-------- EXTRACTED DATA --------

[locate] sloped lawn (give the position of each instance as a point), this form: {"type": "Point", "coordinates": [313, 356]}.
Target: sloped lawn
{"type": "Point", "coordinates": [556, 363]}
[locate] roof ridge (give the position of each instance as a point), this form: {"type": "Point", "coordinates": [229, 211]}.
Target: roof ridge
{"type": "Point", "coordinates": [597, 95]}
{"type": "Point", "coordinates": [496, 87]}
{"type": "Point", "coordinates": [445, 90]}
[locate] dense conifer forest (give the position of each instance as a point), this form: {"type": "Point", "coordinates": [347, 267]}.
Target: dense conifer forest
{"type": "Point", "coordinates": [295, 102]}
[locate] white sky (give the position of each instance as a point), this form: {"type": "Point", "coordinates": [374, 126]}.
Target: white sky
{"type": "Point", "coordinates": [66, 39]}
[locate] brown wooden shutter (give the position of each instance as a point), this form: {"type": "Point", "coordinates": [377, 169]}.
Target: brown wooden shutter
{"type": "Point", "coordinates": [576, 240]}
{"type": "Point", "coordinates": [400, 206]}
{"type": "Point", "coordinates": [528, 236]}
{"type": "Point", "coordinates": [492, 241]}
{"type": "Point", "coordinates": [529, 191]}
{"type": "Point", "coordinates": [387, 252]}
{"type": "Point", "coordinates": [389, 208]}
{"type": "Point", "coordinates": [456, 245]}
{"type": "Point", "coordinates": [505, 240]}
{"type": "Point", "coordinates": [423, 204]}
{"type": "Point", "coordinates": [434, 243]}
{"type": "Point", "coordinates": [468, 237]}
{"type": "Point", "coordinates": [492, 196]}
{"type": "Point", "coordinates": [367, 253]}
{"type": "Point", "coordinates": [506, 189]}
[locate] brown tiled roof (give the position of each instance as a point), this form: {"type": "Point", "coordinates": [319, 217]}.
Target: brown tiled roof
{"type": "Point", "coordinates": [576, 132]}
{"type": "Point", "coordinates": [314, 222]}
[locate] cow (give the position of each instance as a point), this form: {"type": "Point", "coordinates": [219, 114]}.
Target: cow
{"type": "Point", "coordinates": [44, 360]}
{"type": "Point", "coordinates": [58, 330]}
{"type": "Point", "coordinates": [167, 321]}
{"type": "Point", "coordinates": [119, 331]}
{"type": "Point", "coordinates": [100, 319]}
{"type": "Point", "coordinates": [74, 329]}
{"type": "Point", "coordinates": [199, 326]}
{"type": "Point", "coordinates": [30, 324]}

--------
-------- EXTRACTED DATA --------

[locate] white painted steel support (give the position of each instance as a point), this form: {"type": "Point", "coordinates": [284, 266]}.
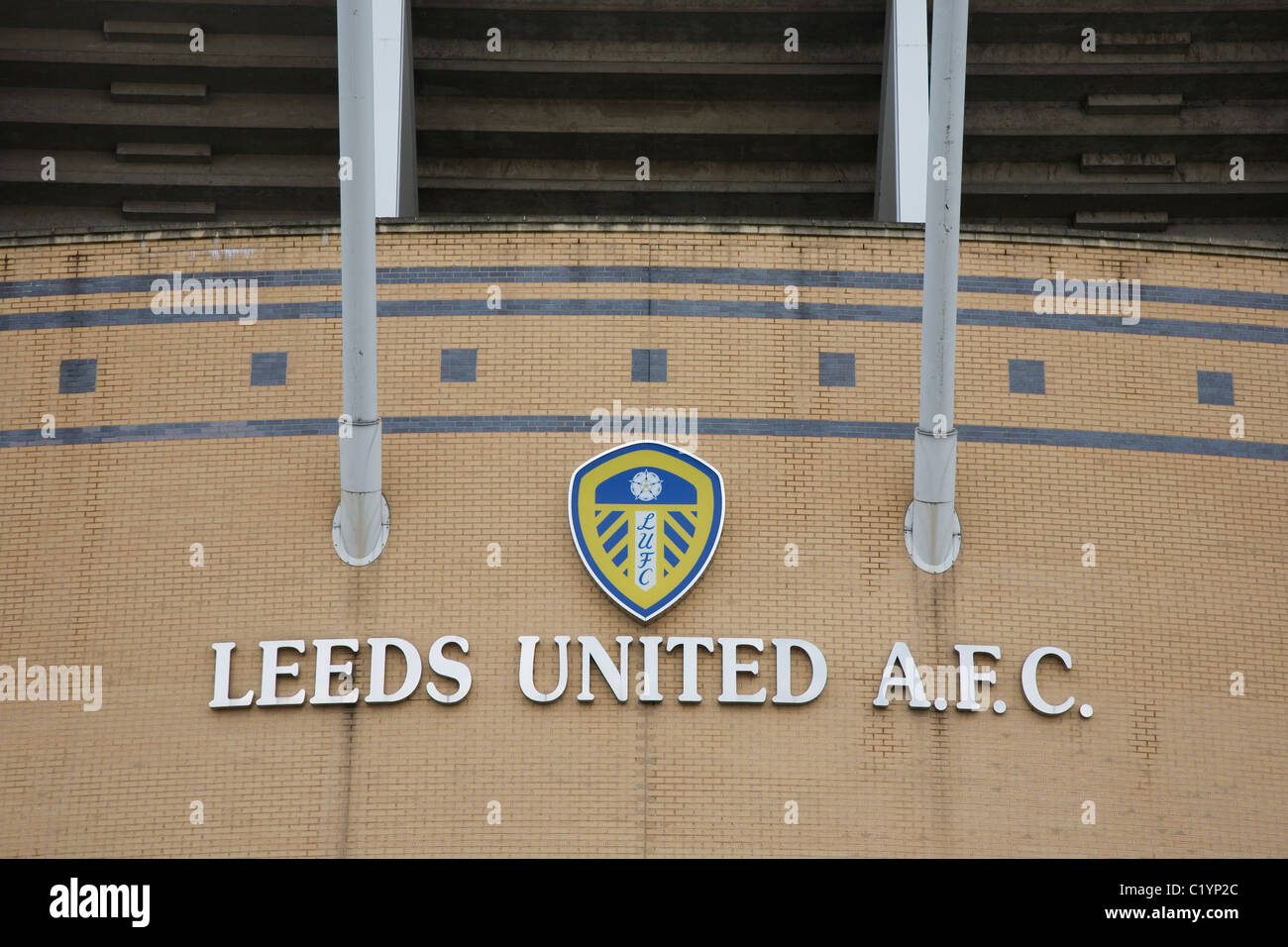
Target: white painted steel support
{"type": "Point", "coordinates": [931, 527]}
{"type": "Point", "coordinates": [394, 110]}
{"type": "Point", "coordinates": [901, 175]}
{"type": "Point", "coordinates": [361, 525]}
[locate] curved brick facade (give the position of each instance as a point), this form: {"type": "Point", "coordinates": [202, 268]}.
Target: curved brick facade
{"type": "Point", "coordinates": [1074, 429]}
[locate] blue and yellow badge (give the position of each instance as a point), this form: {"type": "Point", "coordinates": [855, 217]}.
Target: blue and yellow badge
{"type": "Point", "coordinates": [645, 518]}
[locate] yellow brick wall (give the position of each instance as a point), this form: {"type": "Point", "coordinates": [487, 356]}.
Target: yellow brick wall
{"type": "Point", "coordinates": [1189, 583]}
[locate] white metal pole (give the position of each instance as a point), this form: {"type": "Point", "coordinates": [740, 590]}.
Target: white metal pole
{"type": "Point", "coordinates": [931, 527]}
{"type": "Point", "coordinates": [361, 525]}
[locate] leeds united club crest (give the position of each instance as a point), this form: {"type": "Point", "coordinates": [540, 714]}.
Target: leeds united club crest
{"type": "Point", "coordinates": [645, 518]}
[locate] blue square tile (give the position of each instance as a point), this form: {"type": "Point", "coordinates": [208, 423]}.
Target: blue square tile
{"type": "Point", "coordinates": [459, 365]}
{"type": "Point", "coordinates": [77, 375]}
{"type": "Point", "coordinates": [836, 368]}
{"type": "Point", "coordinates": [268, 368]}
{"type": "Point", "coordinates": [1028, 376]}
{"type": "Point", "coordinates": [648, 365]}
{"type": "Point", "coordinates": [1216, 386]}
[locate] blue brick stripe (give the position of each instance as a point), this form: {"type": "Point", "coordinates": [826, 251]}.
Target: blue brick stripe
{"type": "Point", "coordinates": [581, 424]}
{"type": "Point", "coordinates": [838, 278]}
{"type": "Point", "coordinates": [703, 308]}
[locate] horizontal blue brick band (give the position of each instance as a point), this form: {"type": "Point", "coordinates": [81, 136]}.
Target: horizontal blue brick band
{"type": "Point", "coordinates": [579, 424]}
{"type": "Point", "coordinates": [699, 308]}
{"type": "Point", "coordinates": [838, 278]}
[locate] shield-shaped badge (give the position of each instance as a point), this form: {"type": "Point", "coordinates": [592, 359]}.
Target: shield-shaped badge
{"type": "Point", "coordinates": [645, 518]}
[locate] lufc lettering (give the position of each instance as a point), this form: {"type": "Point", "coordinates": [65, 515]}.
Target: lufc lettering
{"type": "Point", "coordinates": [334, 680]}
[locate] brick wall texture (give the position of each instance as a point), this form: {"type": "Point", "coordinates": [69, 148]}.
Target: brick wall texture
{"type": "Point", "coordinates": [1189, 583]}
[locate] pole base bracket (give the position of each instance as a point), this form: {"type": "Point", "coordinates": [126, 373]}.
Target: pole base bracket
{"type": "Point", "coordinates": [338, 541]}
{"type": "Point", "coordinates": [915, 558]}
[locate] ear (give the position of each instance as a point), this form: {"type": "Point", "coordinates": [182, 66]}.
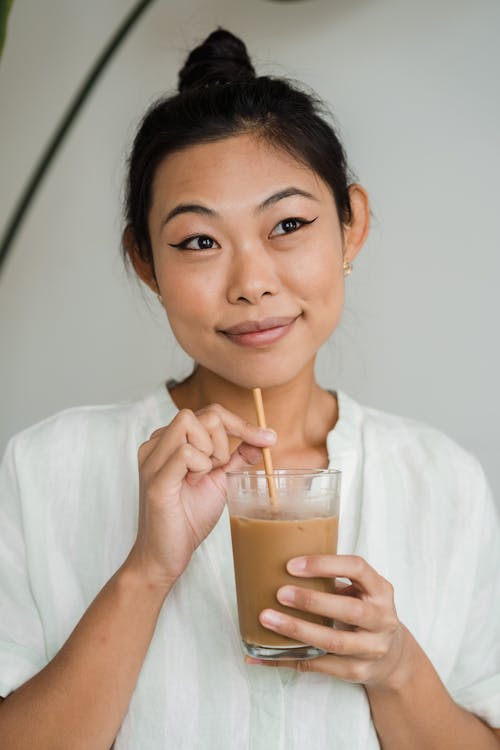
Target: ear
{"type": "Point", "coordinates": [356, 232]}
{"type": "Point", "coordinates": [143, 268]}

--------

■ WHAT NEEDS TO BE DONE ■
Beginning at the line above that contains "[locate] blue brick", return each line exactly through the line that contains "[locate] horizontal blue", and no others.

■ EXERCISE RESULT ■
[locate] blue brick stripe (give the position of each instance as a point), this form: {"type": "Point", "coordinates": [826, 251]}.
Target: blue brick stripe
{"type": "Point", "coordinates": [581, 424]}
{"type": "Point", "coordinates": [838, 278]}
{"type": "Point", "coordinates": [703, 308]}
[locate] horizontal blue brick band (give the position of each instance as a point), this form: {"type": "Point", "coordinates": [81, 136]}.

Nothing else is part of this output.